## Excerpt
::::::::::
= Kanyarwanda War =

The Kanyarwanda War (French: Guerre de Kanyarwanda) was a conflict in the northeastern region of Congo-Léopoldville, specifically the newly-established province of North Kivu, between the Banyarwanda and indigenous groups within North Kivu including the Hunde and Nande groups that lasted from 1963 to 1966. It was sparked by years of ethnic tensions between the Banyarwandan people (Hutu and Tutsi people who emigrated to Congo-Léopoldville from Rwanda), who had significant influence and power in North Kivu and surrounding provinces, and native groups such as the Hunde and Nande groups.

== Background ==
In the 1930s the Belgian colonial administration in the Belgian Congo and Ruanda established a system of encouraging Ruandan immigration to the eastern Congo to mitigate population density in Ruanda and provide agricultural labour in the Congo. Over 25,000 Ruandans moved to the Masisi Territory between 1937 and 1945, later joined by about 60,000 immigrants between 1949 and 1955. Most of the immigrants were ethnically Hutu, but the number included Tutsi pastoralists; collectively, they were known as Banyarwanda. The classification also included some Tutsi herders who had lived in the region before the colonial period. The land they occupied in the Congo had historically been home to the Hunde people, but the Banyarwanda insisted on living within a polity of their own. In response, the Belgians created the Gishari chiefdom subject to the authority of a Tutsi chief. Conflict arose when the Banyarwanda attempted to expand the jurisdiction of the chiefdom, and in 1957 the Belgians dissolved Gishari, leaving the immigrants under the authority of a Hunde mwami. They paid Hunde chiefs redevances for access to land and this relationship generated resentment, as the Banyarwanda felt it unfair that they should pay for the land they worked, while the Hunde believed that the Banyarwanda were seeking to avoid legitimate financial obligations. Tensions were particularly acute throughout the northern area of Kivu Province, which was densely populated and thus had the least available land. By 1959, The Banyarwandan vastly outnumbered the Hunde in Masisi and the Rutshuru Territory.
::::::::::
## Raw data
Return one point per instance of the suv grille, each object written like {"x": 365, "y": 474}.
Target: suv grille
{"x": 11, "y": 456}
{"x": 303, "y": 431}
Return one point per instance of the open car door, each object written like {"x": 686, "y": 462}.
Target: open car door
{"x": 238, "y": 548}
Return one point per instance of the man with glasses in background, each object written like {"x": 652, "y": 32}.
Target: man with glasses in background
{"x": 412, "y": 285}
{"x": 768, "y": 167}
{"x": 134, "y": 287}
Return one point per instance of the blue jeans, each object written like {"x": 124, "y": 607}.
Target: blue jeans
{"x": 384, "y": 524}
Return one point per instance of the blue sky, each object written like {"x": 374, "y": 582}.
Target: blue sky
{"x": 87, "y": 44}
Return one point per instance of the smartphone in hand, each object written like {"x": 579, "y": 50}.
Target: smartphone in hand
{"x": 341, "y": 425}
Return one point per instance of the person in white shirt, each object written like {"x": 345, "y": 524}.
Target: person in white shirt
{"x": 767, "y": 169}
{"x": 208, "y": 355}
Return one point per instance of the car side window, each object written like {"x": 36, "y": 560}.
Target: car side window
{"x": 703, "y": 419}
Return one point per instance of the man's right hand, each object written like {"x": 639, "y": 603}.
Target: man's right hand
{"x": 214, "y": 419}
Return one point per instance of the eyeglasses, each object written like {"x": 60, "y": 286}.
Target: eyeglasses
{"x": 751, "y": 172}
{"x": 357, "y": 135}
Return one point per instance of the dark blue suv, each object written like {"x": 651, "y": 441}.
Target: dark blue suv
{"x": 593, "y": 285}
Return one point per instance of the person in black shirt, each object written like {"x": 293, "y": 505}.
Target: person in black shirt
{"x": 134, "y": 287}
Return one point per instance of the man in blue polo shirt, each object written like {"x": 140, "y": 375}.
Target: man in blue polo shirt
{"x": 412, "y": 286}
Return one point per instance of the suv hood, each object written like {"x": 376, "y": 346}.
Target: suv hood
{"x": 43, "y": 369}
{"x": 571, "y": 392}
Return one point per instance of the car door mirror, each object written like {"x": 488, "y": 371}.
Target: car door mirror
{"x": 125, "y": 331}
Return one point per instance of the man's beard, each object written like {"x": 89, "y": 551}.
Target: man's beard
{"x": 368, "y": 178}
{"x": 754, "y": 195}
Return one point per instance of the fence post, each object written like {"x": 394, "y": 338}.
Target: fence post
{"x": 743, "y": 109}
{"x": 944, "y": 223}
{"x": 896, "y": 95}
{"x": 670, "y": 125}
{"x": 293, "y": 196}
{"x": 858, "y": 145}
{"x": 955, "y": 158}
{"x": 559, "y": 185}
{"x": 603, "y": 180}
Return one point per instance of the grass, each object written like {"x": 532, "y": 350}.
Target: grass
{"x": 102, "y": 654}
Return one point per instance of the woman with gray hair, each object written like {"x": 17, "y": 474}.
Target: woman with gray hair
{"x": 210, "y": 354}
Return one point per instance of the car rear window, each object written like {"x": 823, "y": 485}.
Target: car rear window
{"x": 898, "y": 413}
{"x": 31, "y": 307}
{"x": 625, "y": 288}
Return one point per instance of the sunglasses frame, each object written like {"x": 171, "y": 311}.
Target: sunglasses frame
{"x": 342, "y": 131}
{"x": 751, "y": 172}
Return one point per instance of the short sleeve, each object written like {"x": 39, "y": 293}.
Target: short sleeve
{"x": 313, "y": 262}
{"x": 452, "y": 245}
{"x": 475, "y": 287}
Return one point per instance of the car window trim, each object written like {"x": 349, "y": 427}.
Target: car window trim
::::::::::
## Work to do
(A) Can you turn the Kanyarwanda War article's paragraph beginning "In the 1930s the Belgian colonial administration" into a bulleted list that keeps its main facts?
(B) According to the Kanyarwanda War article, in what years did the conflict take place?
(C) Write out the passage of the Kanyarwanda War article from "The Kanyarwanda War" to "and Nande groups.".
These rows have no connection to the Kanyarwanda War article.

## Outputs by task
(A)
- In the 1930s, the Belgian colonial administration encouraged Ruandan immigration to the eastern Congo to ease population density in Ruanda and supply agricultural labor in the Congo.
- Over 25,000 Ruandans moved to the Masisi Territory between 1937 and 1945, and about 60,000 more arrived between 1949 and 1955.
- The immigrants were mostly Hutu, along with some Tutsi pastoralists. Together with Tutsi herders who predated the colonial period, they were known as Banyarwanda.
- The land had historically belonged to the Hunde, but the Banyarwanda insisted on their own polity. The Belgians therefore created the Gishari chiefdom under a Tutsi chief.
- After the Banyarwanda tried to expand the chiefdom's jurisdiction, the Belgians dissolved Gishari in 1957 and placed the immigrants under a Hunde mwami.
- The Banyarwanda paid Hunde chiefs redevances for land access. Both sides resented this arrangement: the Banyarwanda thought paying for land they worked was unfair, and the Hunde believed the Banyarwanda were avoiding legitimate obligations.
- Tensions were sharpest in densely populated northern Kivu Province, where the least land was available.
- By 1959, the Banyarwanda vastly outnumbered the Hunde in Masisi and the Rutshuru Territory.

(B) From 1963 to 1966.

(C)
The Kanyarwanda War (French: Guerre de Kanyarwanda) was a conflict in the northeastern region of Congo-Léopoldville, specifically the newly-established province of North Kivu, between the Banyarwanda and indigenous groups within North Kivu including the Hunde and Nande groups that lasted from 1963 to 1966. It was sparked by years of ethnic tensions between the Banyarwandan people (Hutu and Tutsi people who emigrated to Congo-Léopoldville from Rwanda), who had significant influence and power in North Kivu and surrounding provinces, and native groups such as the Hunde and Nande groups.